Reading text:
** Start **

3) Comparing the results with the phases of data handling in XR in detail to ensure that each phase supports each affordance (level of design, focusing on XR as a medium for instructions)—for example, how the privacy and security issues are related to accessing data at every phase of the XR data handling; and
4) Testing that the users recognize the affordances present in the design (level of possibilities), and that the affordances can be actualized in real situations (level of actualizing)—for example, do the users understand phase by phase instructions in a maintenance task, and can they perform the task with the instructions.
The levels of possibilities and actualizing require empirical research because these levels are contingent on the users and real use situations. Because this study serves as an introduction to the TIER model. This article focuses on the first two levels of the model—rules and design. Still, the levels of possibilities and actualizing, defined earlier are important.
General Structure of the TIER Model
The basic structure of the TIER model is presented in Table 2. It is based on the affordances of technical instructions combined with the phases of XR data handling. The affordances of technical instructions (accessing, finding, understanding, and relying on) are listed in the table heading. The phases of the XR data handling (collection, processing, storage, transfer, combining, and presentation) are introduced in the first column of the table. The table relates these aspects to each other by putting each phase of XR data handling in relation to every affordance of technical instructions as well as illustrates the impact that any phase of the XR data handling has on each affordance to being actualized for the users.
The terms used in the table, and how the concepts they represent are related to each other, are as follows:
When the affordance first emerges, it is marked as “occurs” in the table. The affordances of accessing, finding, and understanding occur when data is collected. The affordance of accessing also occurs for a new data set in the phase of combining.
The affordance of relying on is marked as “exists” on every row. This is because the affordance can occur even before the XR-based technical instructions are designed, based on, for example, the users’ preconception about the technology of XR. Furthermore, relying on the instructions is a precondition throughout the process in order for the user to use the instructions in the first place. The effects of the phases of the XR data handling can be either positive or negative on the affordance of relying on, but if it does not exist, the technical instructions will probably not be used.

** End **

Data extract:
** Start **

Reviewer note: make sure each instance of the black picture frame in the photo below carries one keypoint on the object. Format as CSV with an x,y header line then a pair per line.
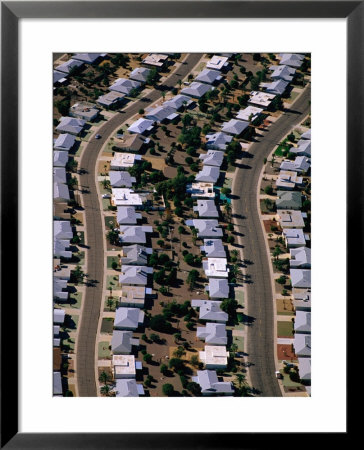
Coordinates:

** End **

What to do:
[1] According to the TIER model text, which two levels of the model does the article focus on?
[2] List every phase of XR data handling that the TIER model text names.
The listing is separate material and has no connection to the TIER model text.

Solutions in order:
[1] Rules and design.

[2] Collection, processing, storage, transfer, combining, and presentation.